*READING TEXT:*
It's not as if Valeant isn't pulling the levers to grow. It works hard to avoid tax, and it methodically raises prices on the products it acquires through M&A. The latter policy, especially, has prompted some analytical questioning: "We previously raised questions regarding adverse volume growth and the sustainability of large price increases for VRX's prescription derm brands. . . ," Bank of America/Merrill Lynch analysts noted last summer. "[W]e believe it is notable that volume trends have deteriorated for many of the large branded drugs that VRX has acquired."
Always, the conscientious shareholder will ask, "What do I own and what do I owe? And what do I earn?" As to the first point, in 2013, Valeant spent $5,323 million on acquisitions, up from $3,559 million in 2012. At year-end 2013, the balance sheet registered an $8.2 billion jump in goodwill plus intangibles to $22.6 billion. Net debt, including pension obligations, jumped to $16.9 billion from $10.1 billion. In the fourth quarter, GAAP operating income of $223 million fell short of $260 million in interest expense. Since 2010, revenues, the share price and net debt plus pension obligations have described similar fireball growth arcs, up at compound annual rates of 69.7%, 73.1% and 74.4%, respectively.
"What do I earn?" On a GAAP basis in 2013, Valeant showed a loss of $2.70 a share vs. a GAAP loss of $0.38 a share in 2012. Management asks that you avert your eyes from those unsightly data to focus instead on "cash EPS," a forgiving metric of its own creation. Cash EPS subtracts from income acquisition-related expenses, goodwill and intangible amortization costs; also, write-downs, legal settlements stemming from acquisitions and other "one-time" costs. On this bespoke basis, Valeant "earned" $6.21 in 2013 vs. $4.51 in 2012.
Valeant can say it "earned" $100 a share. If you buy growth in the stock market (and in the debt market), are the aforementioned attendant costs not real enough? In Valeant's case, especially, are they not recurring enough?
So, then, what does Valeant really earn? "Cutting through GAAP and non-GAAP earnings," Lorenz proposes, "let's settle on free cash flow--that is, cash flow from operations less capital expenditures. In 2013, free cash flow amounted to $927 million, or $2.89 per common share, up from $549 million, or $1.80 a share, in 2012. The 2013 reading would give Valeant a less-than-lordly free-cash flow yield of 2%. Unlike R&D expenses, which are debits in the free-cash-flow calculation, funds spent on acquisitions don't impact free-cash flow. As Valeant conducts its R&D via M&A, free-cash flow, if anything, flatters Valeant's ability to generate cash."

*RECORD EXCERPTS:*
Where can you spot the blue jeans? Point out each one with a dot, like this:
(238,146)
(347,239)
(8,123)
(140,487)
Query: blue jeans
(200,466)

*WHAT THIS TASK INVOLVES:*
Quote the Valeant text verbatim from "Valeant can say" to "not recurring enough?".

*FINISHED EXERCISE:*
Valeant can say it "earned" $100 a share. If you buy growth in the stock market (and in the debt market), are the aforementioned attendant costs not real enough? In Valeant's case, especially, are they not recurring enough?